> [DOCUMENT SEGMENT]:

Speaker: Speaker: Ram N. Mohapatra, University of Central Florida (Host: Don Fausett)
Title: Some Extremal Problems in Polynomial and Rational Approximation.
Abstract: We shall discuss the extremal problems associated with the
bounds of the ratio of ||f'/f|| . Then we shall discuss Bernsteins's
inequalities for polynomials, rational functions and rational functions with a
prescribed zero. Extension of these results for weighted polynomials with
Hermite and Laguerre weights will also be discussed. Generalizations of the
latter results and some open problems will be mentioned.
2. Friday, January 20, 2006, 3:00 p.m. - 4:00 p.m. Room: MP 3314.
Speaker: Joy Darley, Georgia Southern University
Title: Understanding Fractions as Numbers and the Ability to Perform Operations with Algebraic Expressions
Abstract: In a twenty-six day design research study conducted in a ninth-grade beginning algebra classroom, activities were designed in order to lay the foundation for the use of fraction bars and number lines as quantitative models for the purpose of defining, renaming, adding, subtracting, multiplying and dividing fractions. Emphases were placed on building conceptual understanding prior to learning procedures, connecting conceptual knowledge to procedural knowledge, and the importance of the ability to abstract number operations to algebraic manipulations for future success in algebra. Prior to this study, the students were exposed to a curriculum that emphasized rote-memorization of procedures as opposed to conceptual understanding. The data sources utilized were pre-assessments, interviews, classroom discussions, performance assessments, and post-assessments.

> [GIVEN MATERIAL]:
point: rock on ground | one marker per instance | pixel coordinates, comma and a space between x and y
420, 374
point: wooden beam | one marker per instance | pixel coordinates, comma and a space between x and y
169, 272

> [EXPLORE THE MATERIAL]:
1. In the seminar listing, recast the abstract paragraph that begins "Abstract: In a twenty-six day design research study" as a short bulleted list that keeps its main facts.
2. According to the seminar listing, in which room is the Friday, January 20, 2006 talk held?
3. Resume the seminar listing, picking up right after its last sentence, the one listing the data sources.

> [EXERCISE RESPONSES]:
1.
- Setting: a twenty-six day design research study in a ninth-grade beginning algebra classroom.
- Activities: fraction bars and number lines used as quantitative models for defining, renaming, adding, subtracting, multiplying, and dividing fractions.
- Emphases: conceptual understanding before procedures, connecting conceptual knowledge to procedural knowledge, and abstracting number operations to algebraic manipulations for future success in algebra.
- Background: the students' earlier curriculum stressed rote memorization of procedures rather than conceptual understanding.
- Data sources: pre-assessments, interviews, classroom discussions, performance assessments, and post-assessments.

2. Room MP 3314.

3.
Prior to instruction, many students did not see fractions as numbers. As a result, many of these students used incorrect algorithms when working with fraction operations and were predictably unsuccessful when working with algebraic operations. In contrast, those students who were able to recognize fractions as numbers were more likely to use correct algorithms and were more successful with both the fraction operations, and, consequently, the algebraic operations.
During instruction, students were required to show the location of a variety
of fractions on the number line given the position of zero and one. The
number line was effective in helping students understand fractions as
numbers. Likewise, students were asked to locate algebraic fractions on
the "algebra number line" given the position of zero and x. The "algebra
number line" was useful in bridging the gap from fractions to rational
expressions. As students became more skillful in visualizing fractions as
numbers, they became more proficient with fraction operations. Similarly,
as students became more skillful in seeing rational expressions as fractions,
they became more proficient with algebraic operations. After
participation, not only were students more successful with fraction and
algebraic operations but were also more apt to use algorithms when solving word
problems and were, therefore, more successful at solving the algebraic problems.
3. Friday, January 27, 2006, 3:00 p.m. - 4:00 p.m. Room: MP 3314.
Speaker: Frederic Mynard, Georgia Southern University
Title: Differentiability as continuity.
Abstract: We characterize differentiability of a map f:
R->R in terms of continuity of a canonically associated map
F. Both the local and global differentiabilities of f are investigated.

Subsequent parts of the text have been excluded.